_Saved entries:_
━━━━
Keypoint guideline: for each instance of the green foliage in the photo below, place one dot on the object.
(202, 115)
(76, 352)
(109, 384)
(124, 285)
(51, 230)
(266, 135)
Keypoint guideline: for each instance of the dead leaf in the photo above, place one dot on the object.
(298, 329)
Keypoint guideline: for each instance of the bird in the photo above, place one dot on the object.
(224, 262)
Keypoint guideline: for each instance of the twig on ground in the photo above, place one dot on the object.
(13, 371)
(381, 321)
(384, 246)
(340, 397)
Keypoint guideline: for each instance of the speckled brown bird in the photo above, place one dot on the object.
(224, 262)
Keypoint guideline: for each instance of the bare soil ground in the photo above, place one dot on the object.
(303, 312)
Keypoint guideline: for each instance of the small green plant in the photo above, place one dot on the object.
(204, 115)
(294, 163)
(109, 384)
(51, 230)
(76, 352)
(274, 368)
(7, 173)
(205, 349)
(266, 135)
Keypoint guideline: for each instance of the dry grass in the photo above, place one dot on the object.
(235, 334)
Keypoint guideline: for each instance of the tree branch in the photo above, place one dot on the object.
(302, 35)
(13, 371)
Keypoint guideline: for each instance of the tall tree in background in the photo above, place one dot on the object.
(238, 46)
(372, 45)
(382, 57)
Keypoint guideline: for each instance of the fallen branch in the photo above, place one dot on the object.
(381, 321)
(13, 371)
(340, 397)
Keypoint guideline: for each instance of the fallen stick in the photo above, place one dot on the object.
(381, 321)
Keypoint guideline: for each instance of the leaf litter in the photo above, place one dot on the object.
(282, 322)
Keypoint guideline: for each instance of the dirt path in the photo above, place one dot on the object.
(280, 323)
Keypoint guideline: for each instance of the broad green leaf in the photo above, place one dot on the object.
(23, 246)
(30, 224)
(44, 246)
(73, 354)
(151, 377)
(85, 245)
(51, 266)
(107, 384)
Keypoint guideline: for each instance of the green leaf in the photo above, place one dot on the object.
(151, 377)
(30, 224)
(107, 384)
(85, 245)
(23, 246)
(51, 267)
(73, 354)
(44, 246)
━━━━
_Instructions to follow:_
Once you have read the entries, write them out again without altering a single character.

_Problem solution:_
Keypoint guideline: for each instance of the green foliage in the photo below, place one dot on the object.
(202, 115)
(76, 352)
(109, 384)
(124, 285)
(51, 230)
(266, 135)
Keypoint guideline: for each instance of the dead leaf in the photo above, place one dot on the object.
(298, 329)
Keypoint guideline: for each instance of the bird in the photo above, place one dot on the object.
(224, 262)
Keypoint guideline: for each instance of the twig on ground in the photo above, place one dot on the object.
(13, 371)
(381, 321)
(384, 246)
(340, 397)
Keypoint guideline: for each instance of the speckled brown bird in the photo above, place one dot on the object.
(224, 262)
Keypoint guideline: for each instance of the bare soil ground in the photo above, place one dot on the object.
(303, 312)
Keypoint guideline: for each instance of the small green plant in the photo above, place one dot on the object.
(204, 115)
(294, 163)
(109, 384)
(51, 230)
(76, 352)
(274, 368)
(7, 173)
(205, 349)
(266, 135)
Keypoint guideline: for each instance of the dry grass in the photo above, place one dot on the object.
(235, 334)
Keypoint guideline: for each instance of the tree branch in the photo above, place one dot on the object.
(302, 35)
(13, 371)
Keypoint guideline: for each instance of the tall tree in background in the photo above, place one dot on the object.
(238, 46)
(372, 45)
(382, 57)
Keypoint guideline: for each instance of the fallen branch in the photo above, place one dot on the object.
(381, 321)
(13, 371)
(340, 397)
Keypoint guideline: for each instance of the fallen stick in the photo above, place one dot on the object.
(381, 321)
Keypoint guideline: for each instance of the leaf litter in the photo above, place one dot on the object.
(282, 322)
Keypoint guideline: for each instance of the dirt path in the photo above, place one dot on the object.
(280, 323)
Keypoint guideline: for each instance of the broad green leaf in the photo above, place one dot on the object.
(23, 246)
(30, 224)
(44, 246)
(73, 354)
(151, 377)
(85, 245)
(51, 266)
(107, 384)
Keypoint guideline: for each instance of the green leaf in the photo above, place one dot on the object.
(151, 377)
(30, 224)
(107, 384)
(85, 245)
(23, 246)
(51, 267)
(73, 354)
(44, 246)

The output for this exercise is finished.